--- Start of RECORD EXTRACTS ---

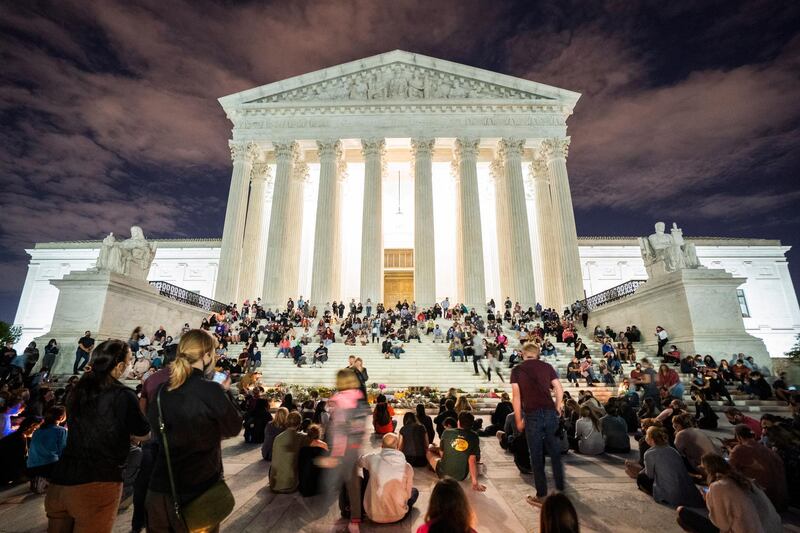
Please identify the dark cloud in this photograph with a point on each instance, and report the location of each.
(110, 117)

--- End of RECORD EXTRACTS ---
--- Start of RECORD EXTRACTS ---

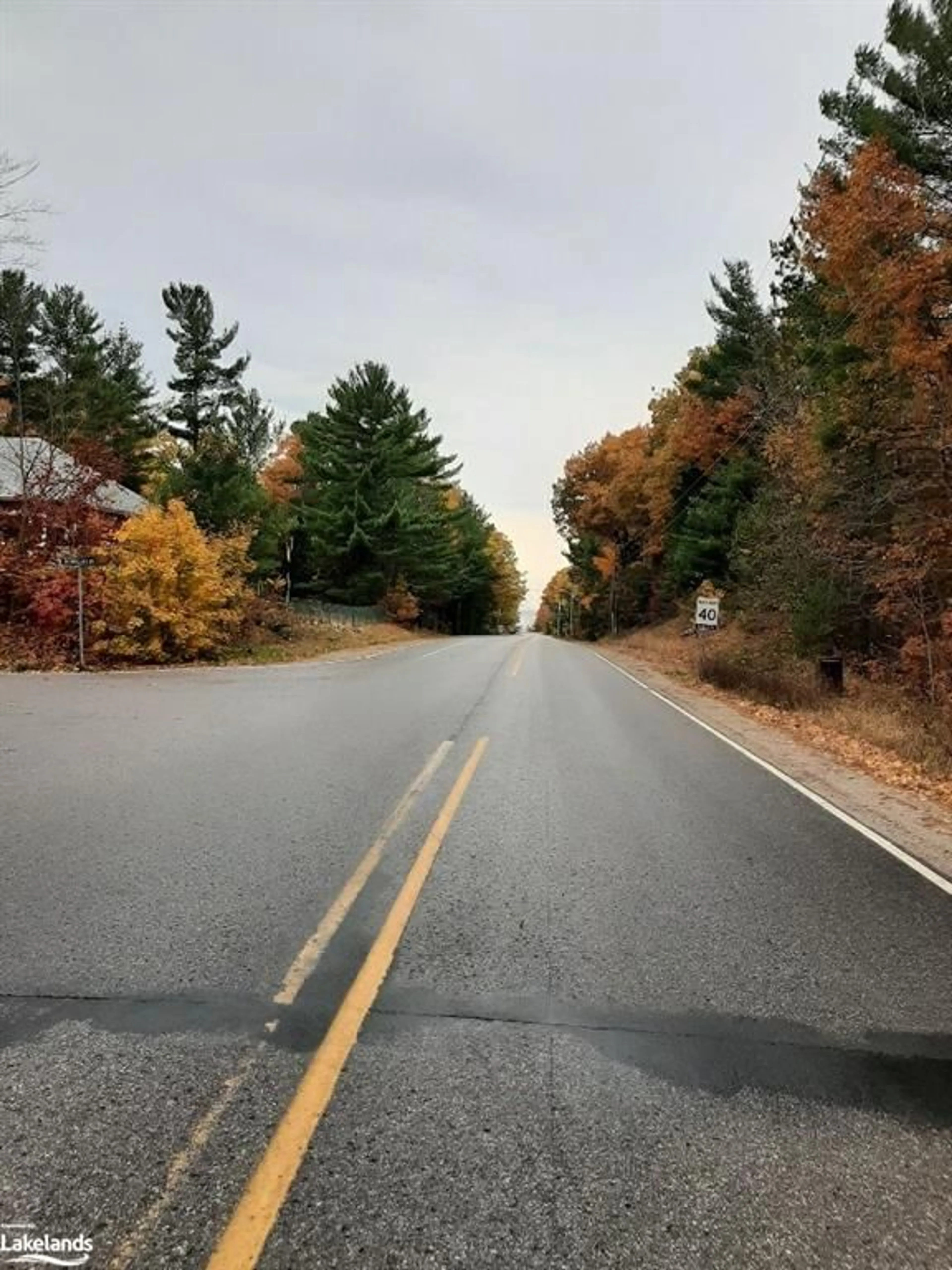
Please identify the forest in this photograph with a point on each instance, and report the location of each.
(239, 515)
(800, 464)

--- End of RECORD EXTRACTS ---

**GIVEN PROBLEM:** Gather every line above that contains the word "Please", and note that case counts.

**WORKED ANSWER:**
Please identify the dark cloud in this photograph with a point on each instance, and report the location of each.
Please identify the forest in this photograph with a point on each instance, and report the location of each.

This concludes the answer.